START EXCERPTED TEXT

April 4, 2019

Session Summary: Physicians’ Role in Ending the Opioid Crisis

With overdose as the leading cause of death for Americans under 50, it is imperative that the nation—including the entire medical community—take responsibility for its role in creating this epidemic and identify and enact strategies that can address it. This is Dr. Leana Wen’s position. The former Baltimore Health Commissioner and current president of Planned Parenthood spoke about the steps she and the City of Baltimore took to address opioid addiction in the community, and what role she sees physicians playing in solving this problem that is devastating the nation.

The medical community has a significant role to play in reducing stigma, in reducing prescriptions, and ultimately in reducing the death toll caused by opioid abuse, she said. This starts with acknowledging opioid use disorder for what it is.

“It is critical that health professionals talk about this and we deal with addiction just like any other illnesses,” she said. Dr. Wen outlined three ways the medical community can contribute to the solution.

The first call to action was for physicians and institutions to create and stick to judicious prescribing guidelines. “I think of it as ‘start low and go slow’ and this will represent a change for practice,” she said.

For example, St. Joseph’s Hospital in New Jersey introduced a program with judicious prescribing guidelines in 2016, and the number of opioid prescriptions given was reduced from 4,376 in the six months before the program to just 746 in a six-month time frame using the guidelines. These protocols can be used across the country, Dr. Wen said.

Second, Dr. Wen encouraged physicians and physician learners to increase access to on-demand, evidence-based treatment. She cited a program at Massachusetts General Hospital in Boston that has gave the Emergency Department the capacity to start treating addiction within the Emergency Room – the gateway to the health care system for many people suffering from addiction disorders. Dr. Wen also advocated that a gold standard of substance abuse disorder treatment be recognized and applied across the country.

Thirdly, Dr. Wen encouraged physicians and residents/fellows to better understand the intersection between substance abuse disorder and other issues. Addiction disorders have numerous comorbidities, including mental illnesses, cardiovascular disease, mortality, chronic pain, hypogonadism, sleep-disordered breathing, HIV, and Hepatitis C.

While she was Health Commissioner in Baltimore, Dr. Wen issued a city-wide prescription for naloxone, a medication that can reverse an overdose. The medication was made available to anyone who asked for it from a pharmacist, and trainings showed citizens how to administer the drug safely to individuals who had overdosed on opioids. More than 43,000 of Baltimore’s 620,000 residents were trained how to administer the drug, and there were more than 2,800 self-reported overdose reversals by Baltimore residents (excluding emergency medical personnel).

END EXCERPTED TEXT

◆ **WORK TASK 1**: Reproduce the passage of the session summary that starts at "Second, Dr. Wen" and ends at "across the country.".
◆ **WORK TASK 2**: According to the session summary, why is it imperative for the nation, including the whole medical community, to take responsibility for the opioid epidemic and act on it?

START RECORDS SUPPLIED

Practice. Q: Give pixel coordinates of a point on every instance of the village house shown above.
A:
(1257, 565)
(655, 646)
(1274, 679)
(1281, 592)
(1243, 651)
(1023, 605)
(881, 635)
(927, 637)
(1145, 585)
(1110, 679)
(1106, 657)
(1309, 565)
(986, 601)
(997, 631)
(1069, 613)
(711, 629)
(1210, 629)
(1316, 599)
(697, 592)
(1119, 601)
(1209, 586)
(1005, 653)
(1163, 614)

END RECORDS SUPPLIED

◆ **WORKED SOLUTION 1**:
Second, Dr. Wen encouraged physicians and physician learners to increase access to on-demand, evidence-based treatment. She cited a program at Massachusetts General Hospital in Boston that has gave the Emergency Department the capacity to start treating addiction within the Emergency Room – the gateway to the health care system for many people suffering from addiction disorders. Dr. Wen also advocated that a gold standard of substance abuse disorder treatment be recognized and applied across the country.

◆ **WORKED SOLUTION 2**: Overdose is the leading cause of death for Americans under 50. Because of this, the nation and the entire medical community must take responsibility for their role in creating the epidemic. They must also identify and enact strategies to address it.